[Excerpts from a dataset]
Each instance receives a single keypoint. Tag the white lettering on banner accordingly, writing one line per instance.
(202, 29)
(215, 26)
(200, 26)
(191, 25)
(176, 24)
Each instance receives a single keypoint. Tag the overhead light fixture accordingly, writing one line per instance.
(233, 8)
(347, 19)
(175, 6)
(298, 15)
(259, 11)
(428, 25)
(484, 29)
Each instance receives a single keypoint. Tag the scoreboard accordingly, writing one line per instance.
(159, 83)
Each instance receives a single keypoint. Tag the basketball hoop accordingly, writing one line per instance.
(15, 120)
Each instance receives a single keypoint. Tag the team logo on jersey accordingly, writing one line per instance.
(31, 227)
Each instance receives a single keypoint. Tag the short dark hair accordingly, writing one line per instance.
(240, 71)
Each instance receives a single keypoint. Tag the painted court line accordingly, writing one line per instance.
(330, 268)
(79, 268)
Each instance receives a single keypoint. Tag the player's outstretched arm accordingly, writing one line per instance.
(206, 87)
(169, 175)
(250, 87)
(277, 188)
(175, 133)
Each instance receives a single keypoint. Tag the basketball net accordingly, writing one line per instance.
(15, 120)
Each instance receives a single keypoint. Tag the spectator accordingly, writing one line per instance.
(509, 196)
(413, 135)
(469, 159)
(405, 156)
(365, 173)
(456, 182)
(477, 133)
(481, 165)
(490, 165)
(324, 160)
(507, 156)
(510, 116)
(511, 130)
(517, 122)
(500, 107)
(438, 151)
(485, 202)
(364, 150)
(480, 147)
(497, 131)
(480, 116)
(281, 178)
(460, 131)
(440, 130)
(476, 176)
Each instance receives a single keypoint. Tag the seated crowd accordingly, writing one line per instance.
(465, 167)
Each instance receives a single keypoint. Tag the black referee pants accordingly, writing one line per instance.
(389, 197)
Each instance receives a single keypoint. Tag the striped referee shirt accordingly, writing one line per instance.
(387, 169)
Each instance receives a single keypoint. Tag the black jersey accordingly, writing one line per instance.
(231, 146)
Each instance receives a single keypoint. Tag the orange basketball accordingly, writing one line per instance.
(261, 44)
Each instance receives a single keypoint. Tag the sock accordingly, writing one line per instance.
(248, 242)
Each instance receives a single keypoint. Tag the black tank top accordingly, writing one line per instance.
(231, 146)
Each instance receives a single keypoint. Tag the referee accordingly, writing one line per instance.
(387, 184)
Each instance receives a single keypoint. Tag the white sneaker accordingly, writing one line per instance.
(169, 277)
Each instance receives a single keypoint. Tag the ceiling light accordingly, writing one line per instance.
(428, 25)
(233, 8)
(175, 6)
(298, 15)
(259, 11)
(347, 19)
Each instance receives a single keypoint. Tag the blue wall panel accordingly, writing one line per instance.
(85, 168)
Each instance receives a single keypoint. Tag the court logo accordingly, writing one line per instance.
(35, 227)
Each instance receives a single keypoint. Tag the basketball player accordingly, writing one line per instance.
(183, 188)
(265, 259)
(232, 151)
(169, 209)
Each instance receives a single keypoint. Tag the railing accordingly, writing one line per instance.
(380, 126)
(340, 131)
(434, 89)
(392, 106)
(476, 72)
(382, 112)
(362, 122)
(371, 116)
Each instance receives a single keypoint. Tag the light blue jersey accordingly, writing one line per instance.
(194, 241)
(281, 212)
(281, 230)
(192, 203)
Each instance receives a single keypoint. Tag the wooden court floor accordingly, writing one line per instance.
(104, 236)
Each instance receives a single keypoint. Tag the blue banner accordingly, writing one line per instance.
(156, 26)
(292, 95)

> TASK STATEMENT: Start at the line with "Each instance receives a single keypoint. Tag the railing". Give that line and every line after it again, word for word, through the last line above.

> RESULT:
Each instance receives a single keypoint. Tag the railing accordingly, writing one line per instance.
(380, 126)
(340, 131)
(434, 89)
(392, 106)
(476, 72)
(382, 112)
(362, 122)
(371, 116)
Each instance receives a single keypoint. Tag the light blue jersey accordingly, writing one line per instance.
(194, 241)
(281, 212)
(281, 230)
(192, 203)
Each instance receives a single keypoint. Tag the wooden court floor accordingly, writing one line per instance.
(104, 236)
Each instance receives a single keypoint. Tag the blue banner accordingly, writing one line per instance.
(156, 26)
(292, 95)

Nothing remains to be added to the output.